**WRITTEN REQUEST:**
Reproduce all of the material below, requests included, and shift every coordinate in the outline answers up by 77.

**DATASET ENTRIES:**
begin

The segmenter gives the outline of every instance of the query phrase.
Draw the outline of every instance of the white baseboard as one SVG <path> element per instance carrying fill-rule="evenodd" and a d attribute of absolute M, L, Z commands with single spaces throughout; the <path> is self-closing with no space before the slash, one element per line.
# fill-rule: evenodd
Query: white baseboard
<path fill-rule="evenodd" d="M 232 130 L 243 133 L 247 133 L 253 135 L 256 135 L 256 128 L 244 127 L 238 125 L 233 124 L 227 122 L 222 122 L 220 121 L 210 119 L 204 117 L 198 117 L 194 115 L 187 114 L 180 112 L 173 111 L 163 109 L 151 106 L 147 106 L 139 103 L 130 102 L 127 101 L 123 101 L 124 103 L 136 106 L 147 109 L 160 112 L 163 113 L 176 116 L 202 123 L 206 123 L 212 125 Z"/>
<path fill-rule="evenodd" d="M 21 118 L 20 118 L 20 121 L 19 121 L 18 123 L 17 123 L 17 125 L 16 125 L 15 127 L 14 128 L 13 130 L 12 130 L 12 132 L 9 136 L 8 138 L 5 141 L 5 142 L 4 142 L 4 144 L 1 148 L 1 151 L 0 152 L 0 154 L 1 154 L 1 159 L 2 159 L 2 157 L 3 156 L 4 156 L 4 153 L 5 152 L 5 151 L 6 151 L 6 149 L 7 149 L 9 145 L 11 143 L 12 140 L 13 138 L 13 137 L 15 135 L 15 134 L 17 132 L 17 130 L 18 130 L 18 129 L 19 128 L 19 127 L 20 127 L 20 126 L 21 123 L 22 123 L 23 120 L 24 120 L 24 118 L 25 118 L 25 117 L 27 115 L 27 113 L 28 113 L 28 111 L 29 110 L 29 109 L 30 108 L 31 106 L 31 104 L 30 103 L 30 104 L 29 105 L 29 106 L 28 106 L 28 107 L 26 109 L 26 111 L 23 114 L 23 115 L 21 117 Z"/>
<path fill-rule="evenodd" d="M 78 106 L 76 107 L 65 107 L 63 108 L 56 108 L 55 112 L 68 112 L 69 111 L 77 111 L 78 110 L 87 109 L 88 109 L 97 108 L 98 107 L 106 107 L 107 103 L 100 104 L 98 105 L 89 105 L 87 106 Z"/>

end

**TASK RESULT:**
The segmenter gives the outline of every instance of the query phrase.
Draw the outline of every instance of the white baseboard as one SVG <path> element per instance carrying fill-rule="evenodd" and a d attribute of absolute M, L, Z commands with single spaces throughout; the <path> is self-closing with no space before the slash, one element per line.
# fill-rule: evenodd
Query: white baseboard
<path fill-rule="evenodd" d="M 309 207 L 320 210 L 324 210 L 330 212 L 333 212 L 333 205 L 321 204 L 315 202 L 310 201 L 304 199 L 299 199 L 297 198 L 287 196 L 281 194 L 275 194 L 271 192 L 264 191 L 257 189 L 250 188 L 240 186 L 228 183 L 224 183 L 216 180 L 207 179 L 204 178 L 200 178 L 201 180 L 213 183 L 224 186 L 237 189 L 240 190 L 253 193 L 279 200 L 283 200 L 289 202 Z"/>
<path fill-rule="evenodd" d="M 98 195 L 97 195 L 97 198 L 96 198 L 95 200 L 94 200 L 94 202 L 93 202 L 92 204 L 91 205 L 90 207 L 89 207 L 89 209 L 86 213 L 85 215 L 82 218 L 82 219 L 81 219 L 81 221 L 78 225 L 78 228 L 77 229 L 77 231 L 78 231 L 78 236 L 79 236 L 79 234 L 80 233 L 81 233 L 81 230 L 82 229 L 82 228 L 83 228 L 83 226 L 84 226 L 86 222 L 88 220 L 89 217 L 90 215 L 90 214 L 92 212 L 92 211 L 94 209 L 94 207 L 95 207 L 95 206 L 96 205 L 96 204 L 97 204 L 97 203 L 98 200 L 99 200 L 100 197 L 101 197 L 101 195 L 102 195 L 102 194 L 104 192 L 104 190 L 105 190 L 105 188 L 106 187 L 106 186 L 107 185 L 108 183 L 108 181 L 107 180 L 107 181 L 106 182 L 106 183 L 105 183 L 105 184 L 103 186 L 103 188 L 100 191 L 100 192 L 98 194 Z"/>
<path fill-rule="evenodd" d="M 155 183 L 153 184 L 142 184 L 140 185 L 133 185 L 132 189 L 145 189 L 146 188 L 154 188 L 155 187 L 164 186 L 165 186 L 174 185 L 175 184 L 183 184 L 184 180 L 177 181 L 175 182 L 166 182 L 164 183 Z"/>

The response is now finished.